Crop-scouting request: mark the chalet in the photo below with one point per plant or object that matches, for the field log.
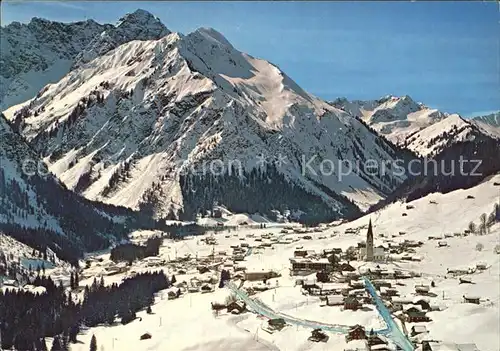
(276, 323)
(304, 266)
(145, 336)
(334, 300)
(440, 346)
(472, 299)
(399, 302)
(388, 273)
(206, 288)
(379, 254)
(357, 332)
(389, 291)
(173, 293)
(357, 284)
(317, 335)
(378, 283)
(351, 303)
(422, 302)
(481, 266)
(377, 342)
(9, 282)
(465, 280)
(442, 244)
(383, 347)
(458, 271)
(333, 251)
(260, 275)
(418, 329)
(345, 267)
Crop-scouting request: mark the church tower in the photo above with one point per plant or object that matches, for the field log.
(369, 242)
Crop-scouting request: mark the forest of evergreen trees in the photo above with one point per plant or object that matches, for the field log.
(27, 318)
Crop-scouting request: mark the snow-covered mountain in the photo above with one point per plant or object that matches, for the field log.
(391, 116)
(129, 127)
(42, 51)
(36, 209)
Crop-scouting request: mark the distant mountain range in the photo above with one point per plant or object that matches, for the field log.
(136, 114)
(36, 209)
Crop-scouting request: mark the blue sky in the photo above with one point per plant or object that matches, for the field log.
(444, 54)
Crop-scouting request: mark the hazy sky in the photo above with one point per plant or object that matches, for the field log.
(444, 54)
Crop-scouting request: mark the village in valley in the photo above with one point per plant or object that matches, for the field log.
(391, 280)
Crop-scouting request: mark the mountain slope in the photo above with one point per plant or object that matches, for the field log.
(391, 116)
(135, 126)
(38, 211)
(41, 52)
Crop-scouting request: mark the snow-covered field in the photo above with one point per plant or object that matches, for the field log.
(188, 323)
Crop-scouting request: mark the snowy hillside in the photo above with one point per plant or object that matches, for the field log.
(124, 126)
(42, 51)
(453, 321)
(392, 116)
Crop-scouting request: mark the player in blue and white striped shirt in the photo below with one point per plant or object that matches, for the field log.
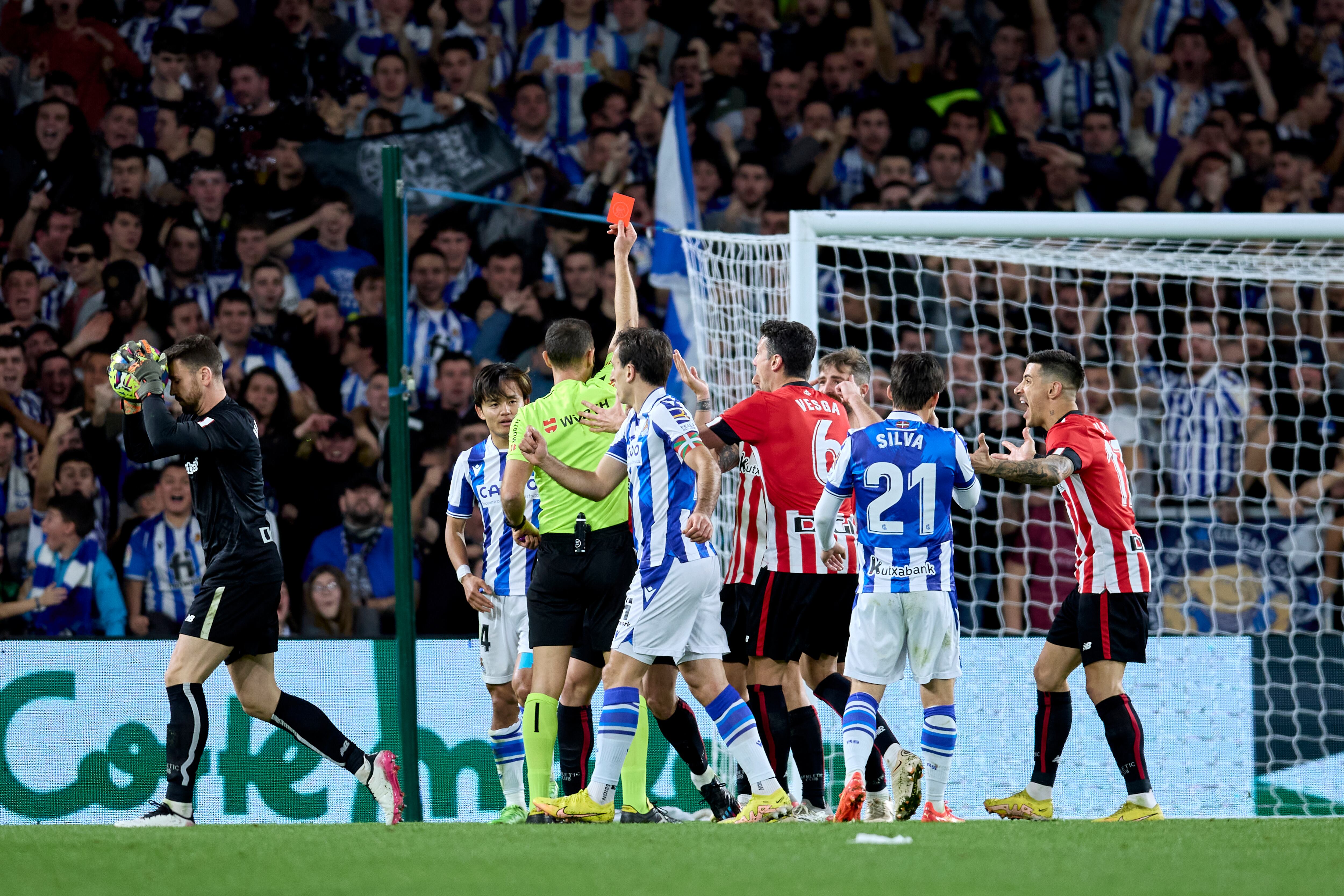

# # #

=== To be done ===
Please copy the entries again from the line with "Crop-scouting request: mark the snow-covered field" through the end of the entries, keeping every request and raising each point coordinate in the answers by 86. Leave the pictures out.

=== Response to this task ===
Crop-scouting request: mark the snow-covered field in the photo above with one point per plant or object that matches, for the field log.
(274, 409)
Crop-scouting request: mark the snowy hillside in the photo above with one point per plant or object that matches, for the field log.
(210, 212)
(128, 137)
(539, 407)
(478, 202)
Crop-scouting request: mark the player in blue and white striped shirt in the photo below with one point per plant or object that matches, for the field log.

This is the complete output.